> Aim:
Put every line of the records below into a numbered list, leaving out blank lines.

Stored items
START

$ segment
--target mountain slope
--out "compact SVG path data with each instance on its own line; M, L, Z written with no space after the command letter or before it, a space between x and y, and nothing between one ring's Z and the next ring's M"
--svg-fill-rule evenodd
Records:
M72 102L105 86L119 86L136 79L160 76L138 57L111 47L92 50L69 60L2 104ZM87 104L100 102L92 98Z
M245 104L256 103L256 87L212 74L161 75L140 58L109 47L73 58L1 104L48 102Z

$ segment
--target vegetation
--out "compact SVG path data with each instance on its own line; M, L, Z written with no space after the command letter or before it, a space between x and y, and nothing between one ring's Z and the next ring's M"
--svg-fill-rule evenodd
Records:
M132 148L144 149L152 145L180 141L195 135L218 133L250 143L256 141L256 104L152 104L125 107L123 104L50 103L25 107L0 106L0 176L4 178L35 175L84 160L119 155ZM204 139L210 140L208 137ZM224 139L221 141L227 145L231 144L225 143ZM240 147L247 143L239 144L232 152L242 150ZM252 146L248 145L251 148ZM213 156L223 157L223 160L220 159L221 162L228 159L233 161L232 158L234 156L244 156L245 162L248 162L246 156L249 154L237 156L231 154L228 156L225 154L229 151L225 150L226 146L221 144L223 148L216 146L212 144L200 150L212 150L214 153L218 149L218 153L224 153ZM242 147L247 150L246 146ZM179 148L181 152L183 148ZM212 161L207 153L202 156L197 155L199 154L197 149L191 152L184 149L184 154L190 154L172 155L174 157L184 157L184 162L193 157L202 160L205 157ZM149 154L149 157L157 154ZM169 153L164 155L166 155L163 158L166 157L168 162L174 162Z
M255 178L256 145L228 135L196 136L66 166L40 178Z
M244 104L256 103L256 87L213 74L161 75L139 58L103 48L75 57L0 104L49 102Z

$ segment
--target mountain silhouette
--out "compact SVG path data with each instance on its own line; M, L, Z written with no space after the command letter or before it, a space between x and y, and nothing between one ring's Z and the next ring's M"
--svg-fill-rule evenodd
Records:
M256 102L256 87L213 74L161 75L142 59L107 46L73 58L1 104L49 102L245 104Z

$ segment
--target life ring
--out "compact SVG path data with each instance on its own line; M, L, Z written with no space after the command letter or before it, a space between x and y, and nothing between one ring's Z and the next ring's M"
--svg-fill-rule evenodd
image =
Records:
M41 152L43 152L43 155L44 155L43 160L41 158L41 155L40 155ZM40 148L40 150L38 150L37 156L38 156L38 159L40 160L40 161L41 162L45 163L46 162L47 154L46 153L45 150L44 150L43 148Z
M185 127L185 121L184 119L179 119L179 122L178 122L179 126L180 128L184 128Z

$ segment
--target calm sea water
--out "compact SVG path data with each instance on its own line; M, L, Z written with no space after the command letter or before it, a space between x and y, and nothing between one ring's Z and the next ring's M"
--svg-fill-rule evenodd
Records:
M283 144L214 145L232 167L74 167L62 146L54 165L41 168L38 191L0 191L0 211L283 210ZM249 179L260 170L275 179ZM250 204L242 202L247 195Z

END

> Answer to this task:
1. $ segment
2. --target mountain slope
3. --out "compact SVG path data with each instance on its own line; M, L, Z written with no space after the command letter or before it, a space between x and y, and nothing between one ring's Z and the next ring's M"
4. --svg-fill-rule evenodd
5. Records:
6. M72 102L105 86L119 86L136 79L160 76L138 57L111 47L92 50L69 60L2 104ZM87 104L100 102L92 98Z
7. M245 104L256 103L256 87L212 74L161 75L140 58L109 47L73 58L1 104L48 102Z
8. $ segment
9. --target vegetation
10. --out "compact SVG path data with each instance on its own line; M, L, Z written with no space after the command letter or before it, a space between x and y, and nothing between one ring's Z and the next ring's M"
11. --svg-fill-rule evenodd
12. Records:
13. M132 148L144 149L152 145L180 141L195 135L218 133L250 143L256 141L256 104L152 104L125 107L123 104L50 103L25 107L0 106L0 176L4 178L35 175L84 160L119 155ZM204 139L210 140L208 137ZM224 139L221 141L227 145L231 144L225 143ZM240 147L247 143L239 144L232 152L242 150ZM252 146L248 145L251 148ZM213 156L223 157L223 160L220 159L221 162L228 159L233 161L232 158L234 156L244 156L245 162L248 162L246 156L249 154L237 156L231 154L228 156L225 154L229 151L225 150L226 146L221 144L223 148L216 146L212 144L200 150L212 150L214 153L218 149L218 153L224 153ZM242 147L247 150L246 146ZM179 148L181 152L183 148ZM212 161L207 153L202 156L197 155L199 154L197 149L191 152L184 149L184 154L190 154L172 155L174 157L184 157L184 162L193 157L202 160L205 157ZM149 154L149 157L157 154ZM169 153L164 155L166 155L163 158L166 157L168 162L174 162Z
14. M255 178L256 145L228 135L196 136L66 166L40 178Z
15. M244 104L256 103L256 87L213 74L161 75L139 58L103 48L75 57L0 104L49 102Z
16. $ segment
17. --target mountain silhouette
18. --out "compact SVG path data with each instance on its own line; M, L, Z written with no space after the command letter or before it, a space between x and y, and nothing between one ring's Z and the next ring's M"
19. --svg-fill-rule evenodd
20. Records:
21. M256 102L256 87L213 74L161 75L142 59L107 46L73 58L1 104L49 102L245 104Z
22. $ segment
23. --target life ring
24. --out "compact SVG path data with each instance on its own line; M, L, Z written with no space after the command letter or before it, a space between x and y, and nothing between one ring's Z and the next ring's M"
25. --svg-fill-rule evenodd
26. image =
27. Records:
28. M41 152L43 152L43 155L44 155L43 160L41 158L41 155L40 155ZM40 148L40 150L38 150L37 156L38 156L38 159L40 160L40 161L41 162L45 163L46 162L47 154L46 153L45 150L44 150L43 148Z
29. M185 127L185 121L184 119L179 119L179 122L178 122L179 126L180 128L184 128Z
30. $ segment
31. --target calm sea water
32. --out "compact SVG path data with each instance on its own line; M, L, Z written with no space after the command letter or before it, a space between x and y, and nothing between one ring's Z and the next ring's M"
33. --svg-fill-rule evenodd
34. Records:
35. M283 144L214 145L232 167L74 167L62 146L54 165L41 168L38 191L0 191L0 211L283 210ZM249 179L260 170L275 179ZM250 204L242 202L247 195Z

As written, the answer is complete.